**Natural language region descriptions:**
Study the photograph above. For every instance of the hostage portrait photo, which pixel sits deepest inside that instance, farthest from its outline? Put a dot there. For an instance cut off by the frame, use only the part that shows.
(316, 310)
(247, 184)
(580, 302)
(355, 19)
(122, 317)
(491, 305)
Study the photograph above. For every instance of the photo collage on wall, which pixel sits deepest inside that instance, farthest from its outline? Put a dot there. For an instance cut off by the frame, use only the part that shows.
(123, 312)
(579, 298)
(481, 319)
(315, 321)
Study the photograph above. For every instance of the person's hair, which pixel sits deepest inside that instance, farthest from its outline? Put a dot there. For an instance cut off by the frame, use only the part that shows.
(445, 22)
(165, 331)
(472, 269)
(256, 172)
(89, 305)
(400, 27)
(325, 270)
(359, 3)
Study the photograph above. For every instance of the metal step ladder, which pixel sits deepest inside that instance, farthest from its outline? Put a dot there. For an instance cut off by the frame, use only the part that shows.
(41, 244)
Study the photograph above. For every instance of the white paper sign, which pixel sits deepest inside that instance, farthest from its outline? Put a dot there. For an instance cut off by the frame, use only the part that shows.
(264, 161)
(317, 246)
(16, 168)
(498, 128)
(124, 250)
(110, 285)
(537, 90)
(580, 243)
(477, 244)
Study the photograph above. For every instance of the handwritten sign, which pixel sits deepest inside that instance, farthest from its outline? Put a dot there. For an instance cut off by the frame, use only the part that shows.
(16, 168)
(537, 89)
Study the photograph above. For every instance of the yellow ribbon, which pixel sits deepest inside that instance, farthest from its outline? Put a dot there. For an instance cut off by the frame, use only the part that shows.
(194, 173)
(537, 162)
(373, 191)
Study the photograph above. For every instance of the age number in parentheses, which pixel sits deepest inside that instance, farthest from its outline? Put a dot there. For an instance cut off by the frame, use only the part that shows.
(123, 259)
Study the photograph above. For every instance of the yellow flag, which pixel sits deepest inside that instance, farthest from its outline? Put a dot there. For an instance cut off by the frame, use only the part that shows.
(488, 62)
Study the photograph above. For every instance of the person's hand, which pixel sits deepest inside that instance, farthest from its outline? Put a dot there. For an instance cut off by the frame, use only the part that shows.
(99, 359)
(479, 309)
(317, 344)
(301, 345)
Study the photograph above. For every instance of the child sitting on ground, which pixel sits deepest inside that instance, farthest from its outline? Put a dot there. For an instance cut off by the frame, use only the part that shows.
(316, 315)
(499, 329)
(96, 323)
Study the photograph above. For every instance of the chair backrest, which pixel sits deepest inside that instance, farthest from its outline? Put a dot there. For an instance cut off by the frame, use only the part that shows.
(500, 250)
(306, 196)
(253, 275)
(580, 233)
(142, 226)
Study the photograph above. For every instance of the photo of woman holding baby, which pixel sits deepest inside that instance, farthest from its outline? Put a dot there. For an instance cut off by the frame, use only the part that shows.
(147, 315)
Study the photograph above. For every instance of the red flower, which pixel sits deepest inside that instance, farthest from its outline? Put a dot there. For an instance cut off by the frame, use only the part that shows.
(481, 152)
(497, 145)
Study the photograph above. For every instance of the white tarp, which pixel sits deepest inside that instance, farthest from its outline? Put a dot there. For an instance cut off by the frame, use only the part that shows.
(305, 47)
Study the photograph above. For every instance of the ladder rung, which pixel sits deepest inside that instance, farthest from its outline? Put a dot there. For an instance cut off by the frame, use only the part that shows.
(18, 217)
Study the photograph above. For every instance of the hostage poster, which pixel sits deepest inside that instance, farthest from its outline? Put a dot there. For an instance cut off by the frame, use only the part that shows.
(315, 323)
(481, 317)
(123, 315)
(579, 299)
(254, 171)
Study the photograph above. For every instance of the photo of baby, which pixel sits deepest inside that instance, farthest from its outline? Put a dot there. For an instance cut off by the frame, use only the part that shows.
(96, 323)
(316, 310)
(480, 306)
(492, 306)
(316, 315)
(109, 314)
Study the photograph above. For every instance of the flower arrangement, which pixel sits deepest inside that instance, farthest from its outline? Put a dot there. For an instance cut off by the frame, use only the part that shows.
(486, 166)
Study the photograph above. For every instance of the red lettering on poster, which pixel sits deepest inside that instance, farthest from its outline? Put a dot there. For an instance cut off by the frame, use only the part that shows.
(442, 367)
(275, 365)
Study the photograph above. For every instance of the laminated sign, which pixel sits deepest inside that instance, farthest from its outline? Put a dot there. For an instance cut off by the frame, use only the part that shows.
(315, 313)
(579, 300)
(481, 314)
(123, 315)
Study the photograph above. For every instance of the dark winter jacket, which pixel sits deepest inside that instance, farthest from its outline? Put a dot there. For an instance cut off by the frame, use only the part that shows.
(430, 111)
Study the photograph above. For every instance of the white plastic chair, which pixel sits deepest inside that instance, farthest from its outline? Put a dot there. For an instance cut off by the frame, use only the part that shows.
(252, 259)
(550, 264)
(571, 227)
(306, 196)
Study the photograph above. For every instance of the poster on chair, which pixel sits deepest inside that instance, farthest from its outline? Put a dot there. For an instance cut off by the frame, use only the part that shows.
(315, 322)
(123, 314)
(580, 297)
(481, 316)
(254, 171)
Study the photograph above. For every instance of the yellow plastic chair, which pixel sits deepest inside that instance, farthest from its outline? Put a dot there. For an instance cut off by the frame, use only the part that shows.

**Task details:** Every entry is to be copied exactly, with none omitted.

**Output of the task:**
Study the photograph above. For every instance of the hostage portrait photo, which pixel sits deepest inside that instance, farthest from its outline? Put a dot there. For an instance cut off by the frame, use only the part that shows.
(316, 310)
(247, 184)
(580, 302)
(355, 19)
(122, 317)
(491, 305)
Study the photograph above. For every instance of the photo collage on wall, which pixel sits deepest inside that instance, farthest from its outline? Put a dot there. For an instance cut off by the frame, use only the part that shows.
(123, 312)
(579, 298)
(481, 319)
(315, 321)
Study the photograph above. For every instance of the person's hair, which pixel sits deepest inside that instance, farthest from its outline? Put a dot there. For an instance cut off by the frame, use only the part that shows.
(445, 22)
(165, 331)
(472, 269)
(256, 172)
(89, 305)
(400, 27)
(325, 270)
(359, 3)
Study the photograph above. For every instance of the metal step ladder, which pixel sits deepest inside that instance, farthest from its outline? Put a dot there. For an instance cut off by the frame, use only the part that shows.
(41, 244)
Study the photograph above. For every instance of the white paper sign, which pixel sits deepest inside that instance, farthest from its outline? Put a dot there. For an instance cut off by the frame, use only the part that shows.
(264, 161)
(317, 246)
(16, 168)
(498, 128)
(124, 250)
(110, 285)
(537, 90)
(580, 243)
(477, 244)
Study the photograph above. For every instance of the handwritten sign, which pixel sits deepest inside that instance, farthest from its outline? Put a dot there. For an instance cut off by the frame, use only the part that shows.
(16, 168)
(537, 89)
Study the photograph above. For every instance of the yellow ribbon, which pixel sits deepest inside that instance, farthest from its outline? Put a dot there. For an instance cut off by the frame, use only the part that shows.
(194, 173)
(537, 162)
(373, 191)
Study the photograph above. For every instance of the age number in parentheses, which pixel sits deepest inside that instance, farthest from its outline? Put a dot there. For an instance cut off by the frame, use only the part that shows.
(123, 259)
Study the photograph above. For every instance of the yellow flag, which pixel sits deepest inside that instance, farthest from its outline? Put a dot there. For an instance cut off by the frame, use only the part that shows.
(488, 62)
Study the photograph above. For every instance of the person's hand, which pixel sits deepest inside that instance, farthest from its outline? Put a dot there. For an instance cut off by the frame, use only the part that shows.
(99, 359)
(479, 309)
(317, 344)
(301, 345)
Study the photograph above. For every instance of the child sitting on ground, which pixel sits deepest inside that instance, farthest from its outline? Put a dot there. For an instance cut off by the frame, use only the part that shows.
(316, 315)
(499, 329)
(96, 323)
Study the photograph above. For every instance of the chair backrest, which pixel sits deepest inside that instance, farthest from its outline? Put a dot there. For an instance cut off by the frame, use only the part that shows.
(500, 250)
(306, 196)
(253, 275)
(580, 233)
(142, 226)
Study the photograph above. For every instance of the photo of woman holding baby, which pixel sits deepest inside that instance, farthest from its outline? Put a dot there. For an instance cut off by the frame, use only the part that shows.
(147, 315)
Study the photograph above. For every instance of the red flower, which pixel sits deepest inside that instance, farthest from its outline? Put a dot there. For an instance cut off by the frame, use only the part that shows.
(481, 152)
(497, 145)
Study the photograph above. For every instance of the white tarp, which pixel sits deepest inside that instance, farthest from its outline? Put a dot there. For an instance cut off by the frame, use only the part that shows.
(305, 47)
Study the photograph above. For every instance of the ladder rung, which pixel sits deepest inside that instance, farthest from its outline? Put a dot there. For an instance cut off by the frame, use only the part that shows.
(18, 217)
Study the photograph above. For every instance of the hostage poster, which pixel sits deepest inside that instance, farthest from its outline? Put a dot there. For an instance cut off by the frame, use only the part that shows.
(315, 323)
(481, 317)
(123, 315)
(579, 299)
(254, 171)
Study the photograph above. For every instance of the photo of baby, which pixel sits deepest inside that instance, farthest from its outline? Put a dot there. For an instance cut off by the frame, use only the part that shows.
(96, 323)
(316, 310)
(480, 306)
(492, 306)
(316, 315)
(109, 314)
Study the photograph above. For every instance of the flower arrangement, which pixel sits deepest inside that instance, farthest from its outline? Put a dot there. For an instance cut off by the frame, use only the part that shows.
(486, 166)
Study the photograph above. For every instance of the red lettering on poster, which pixel sits deepest inside that instance, farthest from its outline? Put a dot there. For an instance cut off by the frame, use only the part that shows.
(442, 367)
(275, 365)
Study the photograph above. For every instance of the laminated sign, which pixel sits deepest inside that instance, farthest from its outline? Put a dot there. For an instance cut off by the frame, use only the part that shows.
(315, 313)
(579, 300)
(481, 314)
(123, 315)
Study the photograph above. For every instance of the dark winter jacket, which pixel sits deepest inside that instance, farthest from its outline? Put a dot there. For an instance cut off by the frame, use only the part that shows.
(430, 111)
Study the photograph above. For every instance of the white plastic chair, which pixel sits deepest inside that instance, farthest from its outline? Put a dot there. For an instance cut off by the frame, use only the part that shows.
(252, 259)
(550, 264)
(571, 227)
(306, 196)
Study the photograph above. For every instance of the poster on chair, which pixel sits deepest inside that instance, farthest from its outline? Put a dot there. For an instance cut off by the frame, use only the part that shows.
(315, 322)
(123, 314)
(580, 297)
(481, 316)
(254, 171)
Study the photograph above. For every instance of the yellow plastic chair, which pixel sits deepest inside that instance, farthest from its outline? Put a dot there. For an instance cut off by the frame, use only the part that shows.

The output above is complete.